__WHAT THE EXERCISE ASKS__
Retype, word for word, every line starting at the line with "Put a point on every instance of the blue" and ending with the final line of the entries; skip the pictures.

SOURCE RECORDS START

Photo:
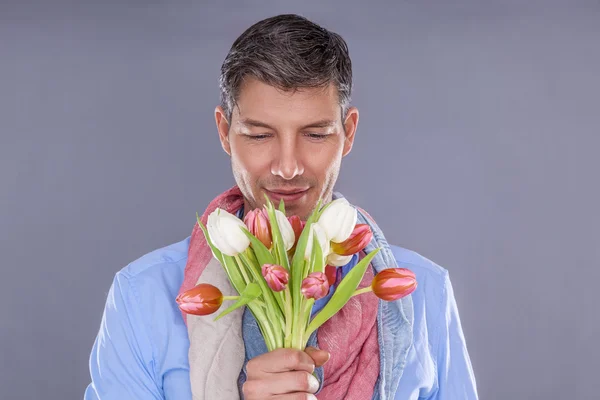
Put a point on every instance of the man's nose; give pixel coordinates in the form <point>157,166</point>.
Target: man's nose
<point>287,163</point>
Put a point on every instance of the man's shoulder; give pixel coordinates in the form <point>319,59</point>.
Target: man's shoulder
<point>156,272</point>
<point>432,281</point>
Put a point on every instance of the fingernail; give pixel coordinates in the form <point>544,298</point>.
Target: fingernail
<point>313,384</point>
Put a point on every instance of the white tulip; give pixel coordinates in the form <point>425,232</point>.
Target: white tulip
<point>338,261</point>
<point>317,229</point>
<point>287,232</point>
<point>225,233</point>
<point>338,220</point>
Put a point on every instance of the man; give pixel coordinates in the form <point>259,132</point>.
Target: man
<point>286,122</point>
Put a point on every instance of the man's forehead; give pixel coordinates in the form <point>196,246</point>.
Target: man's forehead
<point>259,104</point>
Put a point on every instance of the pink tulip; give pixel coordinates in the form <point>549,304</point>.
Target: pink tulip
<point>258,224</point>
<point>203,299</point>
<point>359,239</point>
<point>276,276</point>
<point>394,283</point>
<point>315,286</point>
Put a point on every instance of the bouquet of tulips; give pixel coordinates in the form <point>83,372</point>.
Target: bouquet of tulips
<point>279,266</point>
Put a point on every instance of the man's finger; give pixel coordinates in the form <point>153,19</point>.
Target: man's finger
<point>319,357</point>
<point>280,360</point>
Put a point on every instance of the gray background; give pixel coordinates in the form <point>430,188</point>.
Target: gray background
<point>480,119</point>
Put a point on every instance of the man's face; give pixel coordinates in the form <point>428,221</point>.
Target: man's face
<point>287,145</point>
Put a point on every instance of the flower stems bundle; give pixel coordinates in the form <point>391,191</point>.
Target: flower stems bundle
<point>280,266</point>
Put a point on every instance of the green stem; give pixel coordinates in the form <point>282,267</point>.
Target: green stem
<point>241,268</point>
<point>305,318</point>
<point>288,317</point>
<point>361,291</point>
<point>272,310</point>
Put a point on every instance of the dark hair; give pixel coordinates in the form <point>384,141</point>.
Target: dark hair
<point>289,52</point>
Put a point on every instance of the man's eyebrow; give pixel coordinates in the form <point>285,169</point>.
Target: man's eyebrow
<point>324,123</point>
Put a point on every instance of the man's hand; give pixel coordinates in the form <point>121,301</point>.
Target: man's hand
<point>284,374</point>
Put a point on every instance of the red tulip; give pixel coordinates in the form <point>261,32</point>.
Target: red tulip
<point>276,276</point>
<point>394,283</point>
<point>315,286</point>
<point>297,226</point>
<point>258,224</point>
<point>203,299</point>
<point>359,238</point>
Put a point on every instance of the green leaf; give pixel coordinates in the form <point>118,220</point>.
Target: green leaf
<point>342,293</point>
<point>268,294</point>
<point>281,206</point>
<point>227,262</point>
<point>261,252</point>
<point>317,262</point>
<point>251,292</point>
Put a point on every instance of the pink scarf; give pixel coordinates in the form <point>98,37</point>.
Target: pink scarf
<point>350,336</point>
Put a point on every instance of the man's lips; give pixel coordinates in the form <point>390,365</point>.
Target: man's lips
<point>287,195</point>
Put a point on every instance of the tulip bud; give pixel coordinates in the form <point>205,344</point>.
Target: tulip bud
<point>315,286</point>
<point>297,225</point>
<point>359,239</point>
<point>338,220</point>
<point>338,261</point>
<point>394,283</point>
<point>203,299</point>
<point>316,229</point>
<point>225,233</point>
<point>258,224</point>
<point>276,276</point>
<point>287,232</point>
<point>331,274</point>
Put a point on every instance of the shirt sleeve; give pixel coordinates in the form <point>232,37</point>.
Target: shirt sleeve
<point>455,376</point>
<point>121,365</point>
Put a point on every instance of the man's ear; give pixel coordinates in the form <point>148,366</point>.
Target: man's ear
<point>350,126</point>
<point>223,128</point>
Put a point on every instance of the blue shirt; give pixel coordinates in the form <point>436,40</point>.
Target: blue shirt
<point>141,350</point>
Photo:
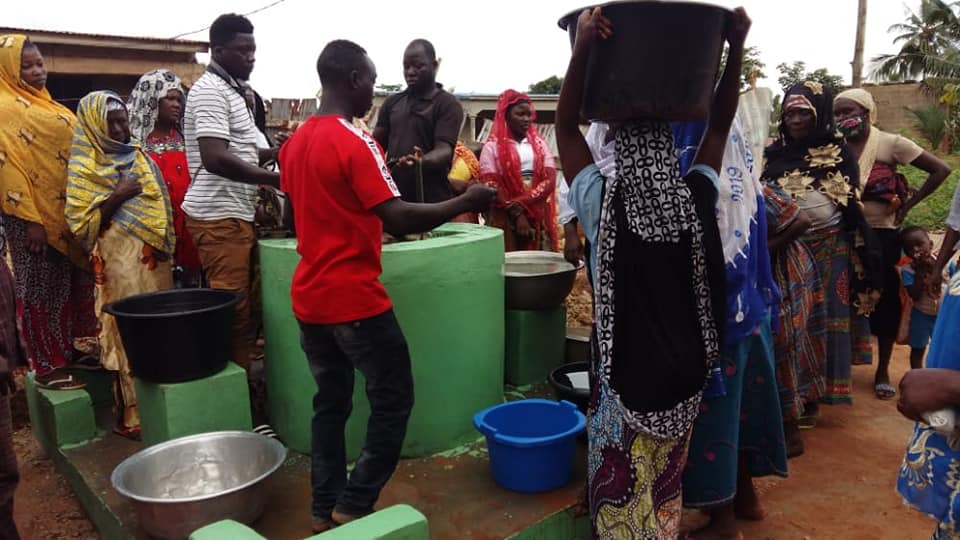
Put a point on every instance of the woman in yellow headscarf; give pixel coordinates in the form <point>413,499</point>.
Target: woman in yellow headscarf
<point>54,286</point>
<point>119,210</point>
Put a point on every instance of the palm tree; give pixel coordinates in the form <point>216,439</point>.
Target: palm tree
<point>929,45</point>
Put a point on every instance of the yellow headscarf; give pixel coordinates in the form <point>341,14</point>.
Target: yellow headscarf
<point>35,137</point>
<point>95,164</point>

SOURCE RECORDS END

__WRITTEN ANSWER__
Put a point on every instance of the blue shirt; give pixel coordinates in the form <point>436,40</point>.
Target: blue shirt
<point>141,350</point>
Photo:
Put a point on every instance of the woman in yellow headscarf; give pixel coordinates in the form <point>413,499</point>.
Target: woman in yellow headscarf
<point>54,286</point>
<point>119,210</point>
Put a point on every instance of the palm tree; give pixel coordinates in the form <point>216,439</point>.
Target: palm tree
<point>929,45</point>
Put a point on every instance of the yellow headscarf; give pixel coordinates in the form <point>341,14</point>.
Target: yellow headscarf
<point>35,137</point>
<point>95,164</point>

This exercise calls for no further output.